__Referring expression pointing data__

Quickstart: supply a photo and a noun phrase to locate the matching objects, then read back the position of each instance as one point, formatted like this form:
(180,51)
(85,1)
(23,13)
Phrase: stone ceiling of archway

__What you will do__
Copy out each record word for word.

__Answer box__
Quickstart: supply a photo and a noun phrase to locate the matching objects, then read back the position of each instance as one point, formatted like this form:
(180,51)
(85,1)
(23,13)
Phrase: stone ceiling of archway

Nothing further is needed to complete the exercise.